(TEXTO DE PARTIDA)
Luis Meléndez (1716-1780) es sin duda el pintor español del siglo XVIII que, descontado Goya, ha alcanzado mayor nombradía fuera de nuestras fronteras. Sus obras han ido entrando en museos de Europa y de Norteamérica en mayor número que las de cualquiera de sus colegas hispanos de esa época (siempre dejando aparta a Goya). Y acerca de Meléndez se puede formar una antología crítica internacional más rica que la que cabría hacer de un Luis Paret y Alcázar o un Antonio González Velázquez, por citar dos pintores coetáneos que son de valía no inferior a la suya.Lo que mayor y más persistente impulso ha dado a la fama de Luis Meléndez ha sido la extraordinaria representación que de él posee el Museo del Prado, compuesta por 39 cuadros, todos ellos con tema de bodegón, procedentes del palacio real de Aranjuez. Parte de estos cuadros estaban dispersos desde hace mucho tiempo, cedidos en depósitos a diversos museos del país, y otros habían quedado fuera de la visita pública como consecuencia de las reformas que se están llevando a cabo en el edificio de la gran pinacoteca madrileña. La exposición que podía verse hasta este fin de semana en Barcelona ha vuelto a reunirlos al completo, con el añadido de algunos otros ejemplares del monasterio de El Escorial y de colecciones particulares: en total, 45 piezas, lo que viene a ser casi la mitad de toda la producción que hoy día se conoce de este artista. Se trata de la misma exposición, con alguna pequeña variante, que el Museo del Prado organizó y tuvo abierta en sus salas en diciembre y enero pasados. Ha sido ésta, si no me equivoco, la primera vez que dicho museo monta una muestra monográfica basada en sus propios fondos y luego la presta para su exhibición temporal en otra ciudad; un hecho que satisface subrayar como prueba concreta de los propósitos renovadores que ahora animan a la dirección del Prado y de los que tanto cabe esperar también desde provincias.

(REGISTROS DE DATOS)
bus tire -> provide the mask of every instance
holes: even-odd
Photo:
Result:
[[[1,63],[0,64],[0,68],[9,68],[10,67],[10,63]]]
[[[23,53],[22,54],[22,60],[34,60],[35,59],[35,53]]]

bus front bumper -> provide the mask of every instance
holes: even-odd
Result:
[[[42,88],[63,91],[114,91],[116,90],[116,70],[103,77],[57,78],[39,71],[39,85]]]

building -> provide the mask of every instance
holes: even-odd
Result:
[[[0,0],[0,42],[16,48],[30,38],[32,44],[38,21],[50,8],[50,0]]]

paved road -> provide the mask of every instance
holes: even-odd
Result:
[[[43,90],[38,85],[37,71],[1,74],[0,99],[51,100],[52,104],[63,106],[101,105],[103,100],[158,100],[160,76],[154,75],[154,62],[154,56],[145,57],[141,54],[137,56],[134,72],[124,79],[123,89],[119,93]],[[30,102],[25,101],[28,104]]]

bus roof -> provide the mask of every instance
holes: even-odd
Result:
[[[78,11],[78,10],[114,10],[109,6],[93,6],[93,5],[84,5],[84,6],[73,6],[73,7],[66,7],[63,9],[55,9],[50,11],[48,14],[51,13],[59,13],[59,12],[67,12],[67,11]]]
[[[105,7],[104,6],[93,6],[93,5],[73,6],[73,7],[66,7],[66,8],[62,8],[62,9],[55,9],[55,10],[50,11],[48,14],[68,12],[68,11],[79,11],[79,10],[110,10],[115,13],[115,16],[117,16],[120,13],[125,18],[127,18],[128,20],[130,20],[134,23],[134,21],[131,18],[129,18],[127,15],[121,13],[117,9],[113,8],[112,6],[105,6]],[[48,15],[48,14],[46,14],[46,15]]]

(TAREAS Y EJERCICIOS)
1. Según el texto sobre Luis Meléndez, ¿cuántos cuadros de este pintor posee el Museo del Prado?
2. Prosiga el texto sobre Luis Meléndez a partir de su última oración.

(RESPUESTAS A CONTINUACIÓN)
1. Treinta y nueve cuadros, todos ellos bodegones procedentes del palacio real de Aranjuez.

2.
Pese a las investigaciones recientes su vida y su obra presentan todavía considerables problemas. Así, sabemos que éste había trabajado en Madrid durante seis años, sirviendo en los retratos al óleo, como ayudante del francés Louis Michel Van Loo, pintor de cámara de Felipe V y de Fernando VI, primer director (1752) de la Academia de San Fernando y retratista eminente, que sabía alternar la pompa barroca y la adulación palaciega con un modo directo de abordar el modelo, que en ciertos casos, como en el retrato de Mayans y Siscar, constituye una clara anticipación de Goya. De este aprendizaje con Van Loo es una consecuencia plenamente madura el espléndido Autorretrato de Meléndez, que se conserva en el Museo del Louvre (con réplica autógrafa en el Museo de Los Angeles), fechado en 1746, y que ha sido calificado, no sin razón, como quizá el mejor retrato de autor español del setecientos antes de Goya. Ahora bien, pese a trabajar en el ámbito cortesano y de poseer tan buenas dotes para el retrato, el caso es que Meléndez, por causas no aclaradas, que tal vez tengan algo que ver con su mala relación con la Academia, no llegó a abrirse camino en esta especialidad. Ni siquiera nos consta que obtuviese alguna vez un encargo de ese tipo, de lo más frecuente y remunerativo de su época. Y la única obra suya de género retratístico que se ha reconocido hasta ahora, aparte las dos citadas, es precisamente otro Autorretrato (colección particular, Madrid), el cual constituye un documento biográfico de mucho interés: el joven satisfecho de 1746 es aquí, unos quince o veinte años más tarde, un hombre que nos escruta con expresión entre orgullosa y amargada, alguien que no se siente bien tratado por la vida y que (sin que ello quiera sugerir una comparación de calidad o de estilo) hace pensar en el viejo Rembrandt. Este testimonio visual concuerda con la información allegada por otros conductos. Meléndez, que no logró ver cumplida su aspiracion de ser nombrado pintor de cámara del rey de España, afirma en un documento no tener medios..., ni aun los precisos para alimentarse, pues se halla sin más patrimonio que sus pinceles. Y en su testamento hubo de declararse pobre de solemnidad por no tener bienes que testar. No sé si le hubiera servido de consuelo recibir entonces la revelación de.que doscientos años más tarde un pequeño óleo suyo iba a cotizarse en el mercado de Londres en 65.000 libras.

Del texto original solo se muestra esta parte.